● **Task instructions**
Could you copy out the lines of the material between the line holding "Task: Where can the side" and the line holding "x=372, y=225", inclusive, keeping the requests as they are but multiplying every x and y coordinate in the answers by 0.5 and rounding to whole numbers, with halves rounded up? Give back only those lines.

● **Pointing dataset excerpts**

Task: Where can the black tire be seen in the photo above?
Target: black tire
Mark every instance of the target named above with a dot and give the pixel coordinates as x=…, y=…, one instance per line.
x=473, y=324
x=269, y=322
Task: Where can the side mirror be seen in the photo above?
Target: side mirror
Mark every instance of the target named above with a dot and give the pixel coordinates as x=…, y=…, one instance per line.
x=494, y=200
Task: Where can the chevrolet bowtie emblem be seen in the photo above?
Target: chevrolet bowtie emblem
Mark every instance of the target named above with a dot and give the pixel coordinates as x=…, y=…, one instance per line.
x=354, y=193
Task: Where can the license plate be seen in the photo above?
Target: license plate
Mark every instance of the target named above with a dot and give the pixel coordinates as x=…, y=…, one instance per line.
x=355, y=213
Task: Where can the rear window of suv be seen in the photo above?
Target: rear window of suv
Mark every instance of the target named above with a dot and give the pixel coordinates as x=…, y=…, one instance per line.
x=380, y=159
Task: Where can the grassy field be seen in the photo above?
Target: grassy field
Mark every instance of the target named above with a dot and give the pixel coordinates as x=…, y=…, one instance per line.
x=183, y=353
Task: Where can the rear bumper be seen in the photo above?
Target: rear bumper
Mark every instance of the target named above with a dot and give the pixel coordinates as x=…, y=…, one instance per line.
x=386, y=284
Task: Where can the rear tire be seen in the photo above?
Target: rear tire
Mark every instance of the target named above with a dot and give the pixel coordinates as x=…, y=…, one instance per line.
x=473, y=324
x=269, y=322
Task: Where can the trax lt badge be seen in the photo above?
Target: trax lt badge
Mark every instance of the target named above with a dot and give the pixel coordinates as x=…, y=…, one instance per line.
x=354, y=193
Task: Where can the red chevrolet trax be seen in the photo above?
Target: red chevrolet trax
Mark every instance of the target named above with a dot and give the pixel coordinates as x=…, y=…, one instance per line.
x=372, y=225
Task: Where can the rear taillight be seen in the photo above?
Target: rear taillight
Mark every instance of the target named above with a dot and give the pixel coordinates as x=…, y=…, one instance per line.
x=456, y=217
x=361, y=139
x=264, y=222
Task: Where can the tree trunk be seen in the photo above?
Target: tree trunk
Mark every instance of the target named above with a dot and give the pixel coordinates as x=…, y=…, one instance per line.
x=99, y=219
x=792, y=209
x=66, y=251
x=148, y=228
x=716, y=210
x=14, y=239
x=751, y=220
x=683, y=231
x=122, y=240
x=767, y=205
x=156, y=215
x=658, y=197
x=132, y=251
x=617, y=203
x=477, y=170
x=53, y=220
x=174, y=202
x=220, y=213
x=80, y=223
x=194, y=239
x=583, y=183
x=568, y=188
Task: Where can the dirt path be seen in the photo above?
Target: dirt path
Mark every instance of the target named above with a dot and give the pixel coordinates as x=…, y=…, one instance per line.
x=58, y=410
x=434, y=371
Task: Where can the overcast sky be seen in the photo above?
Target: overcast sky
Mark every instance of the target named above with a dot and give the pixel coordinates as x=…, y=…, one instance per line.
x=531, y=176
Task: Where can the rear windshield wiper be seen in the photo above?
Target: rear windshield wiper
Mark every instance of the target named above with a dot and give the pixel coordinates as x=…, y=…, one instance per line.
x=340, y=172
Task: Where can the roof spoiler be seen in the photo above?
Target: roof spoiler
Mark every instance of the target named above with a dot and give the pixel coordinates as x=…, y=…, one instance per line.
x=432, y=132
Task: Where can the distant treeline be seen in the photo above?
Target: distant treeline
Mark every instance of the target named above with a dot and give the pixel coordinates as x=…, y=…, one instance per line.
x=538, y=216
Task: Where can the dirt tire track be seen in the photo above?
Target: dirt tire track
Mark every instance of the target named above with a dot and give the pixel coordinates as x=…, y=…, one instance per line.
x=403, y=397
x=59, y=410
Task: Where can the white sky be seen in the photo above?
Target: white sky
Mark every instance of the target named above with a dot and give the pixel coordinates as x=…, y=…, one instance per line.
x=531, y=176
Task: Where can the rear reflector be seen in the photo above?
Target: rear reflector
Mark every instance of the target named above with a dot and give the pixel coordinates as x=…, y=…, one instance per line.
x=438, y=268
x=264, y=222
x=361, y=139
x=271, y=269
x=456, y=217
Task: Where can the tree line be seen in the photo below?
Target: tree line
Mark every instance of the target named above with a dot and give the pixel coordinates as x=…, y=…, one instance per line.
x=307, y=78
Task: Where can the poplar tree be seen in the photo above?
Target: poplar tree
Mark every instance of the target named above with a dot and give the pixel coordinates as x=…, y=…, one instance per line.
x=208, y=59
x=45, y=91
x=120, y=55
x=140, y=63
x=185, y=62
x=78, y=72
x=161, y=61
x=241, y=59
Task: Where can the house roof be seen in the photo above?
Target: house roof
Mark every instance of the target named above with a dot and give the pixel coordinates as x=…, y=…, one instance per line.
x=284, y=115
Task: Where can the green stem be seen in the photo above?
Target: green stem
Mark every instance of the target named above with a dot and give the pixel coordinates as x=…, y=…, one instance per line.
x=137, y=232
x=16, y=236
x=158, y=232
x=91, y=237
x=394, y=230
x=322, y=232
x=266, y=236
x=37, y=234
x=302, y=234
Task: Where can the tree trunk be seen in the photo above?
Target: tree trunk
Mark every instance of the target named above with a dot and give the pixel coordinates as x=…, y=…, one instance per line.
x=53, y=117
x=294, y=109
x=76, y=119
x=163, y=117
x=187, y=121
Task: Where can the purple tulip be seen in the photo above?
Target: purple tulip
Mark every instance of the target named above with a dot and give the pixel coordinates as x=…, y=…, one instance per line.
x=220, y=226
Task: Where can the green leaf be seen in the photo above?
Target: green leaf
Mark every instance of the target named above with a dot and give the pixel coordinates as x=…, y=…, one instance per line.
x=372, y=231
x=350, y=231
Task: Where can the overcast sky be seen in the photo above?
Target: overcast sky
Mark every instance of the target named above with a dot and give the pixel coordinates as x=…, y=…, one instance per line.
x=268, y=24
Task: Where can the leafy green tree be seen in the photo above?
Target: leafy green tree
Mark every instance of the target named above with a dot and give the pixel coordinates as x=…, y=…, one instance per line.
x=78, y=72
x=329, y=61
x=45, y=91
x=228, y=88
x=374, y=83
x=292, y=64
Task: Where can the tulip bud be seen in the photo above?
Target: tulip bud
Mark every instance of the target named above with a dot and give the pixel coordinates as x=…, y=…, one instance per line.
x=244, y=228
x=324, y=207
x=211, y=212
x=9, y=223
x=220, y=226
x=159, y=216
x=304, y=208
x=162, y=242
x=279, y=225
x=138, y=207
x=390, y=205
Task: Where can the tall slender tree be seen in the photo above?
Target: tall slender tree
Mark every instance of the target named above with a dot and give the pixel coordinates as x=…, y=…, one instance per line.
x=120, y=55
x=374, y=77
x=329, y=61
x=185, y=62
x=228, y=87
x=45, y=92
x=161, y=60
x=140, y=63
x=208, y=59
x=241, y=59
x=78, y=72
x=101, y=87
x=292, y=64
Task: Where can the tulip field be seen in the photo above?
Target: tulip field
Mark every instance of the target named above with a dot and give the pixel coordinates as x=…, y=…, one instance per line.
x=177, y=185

● **Result of the exercise**
Task: Where can the side mirror be seen in the photo above?
Target: side mirror
Mark every instance of the target named above with a dot and give the pixel coordinates as x=…, y=…, one instance per line.
x=247, y=100
Task: Where can the chevrolet bowtie emblem be seen in the photo above?
Target: chevrolet bowtie emblem
Mark every instance of the target named above with a dot and give the pixel coordinates as x=…, y=…, one instance per line.
x=177, y=97
Task: Where can the license plate be seen in the photo above?
Target: license plate
Mark every instance of the target named above with a dot and give the pixel coordinates as x=…, y=…, one instance per line.
x=178, y=107
Task: Where can the rear window of suv be seen in the photo above?
Target: rear window of suv
Mark every instance of the target named above with a dot and give the pixel coordinates as x=…, y=…, one instance per line.
x=190, y=80
Task: Where can the grassy field be seen in the photo above?
Target: grassy field
Mark every instance of the target named above with a dot and give the pixel coordinates as x=…, y=…, one instance per line.
x=92, y=177
Task: Where can the rear bumper be seen in the photo above?
Target: rear bumper
Mark every instance of the target named above with a dot and give the pixel coordinates as x=…, y=…, one instance per line.
x=193, y=142
Task: Where can the rear tire be seen in the photo above?
Target: rear tire
Mark every instance of the target named above with a dot and give the pixel coordinates as x=…, y=…, one instance per line.
x=237, y=162
x=135, y=161
Task: Where can the trax lt badge be seen in the photo above?
Target: trax lt badge
Mark every instance of the target named above with a dot and give the pixel coordinates as x=…, y=…, one instance per line.
x=177, y=97
Task: Where can the red chevrolet trax be seen in the photo above?
Target: red chevrolet trax
Mark every instance of the target named above with a dot and give the pixel coordinates as x=…, y=…, one instance per line.
x=186, y=113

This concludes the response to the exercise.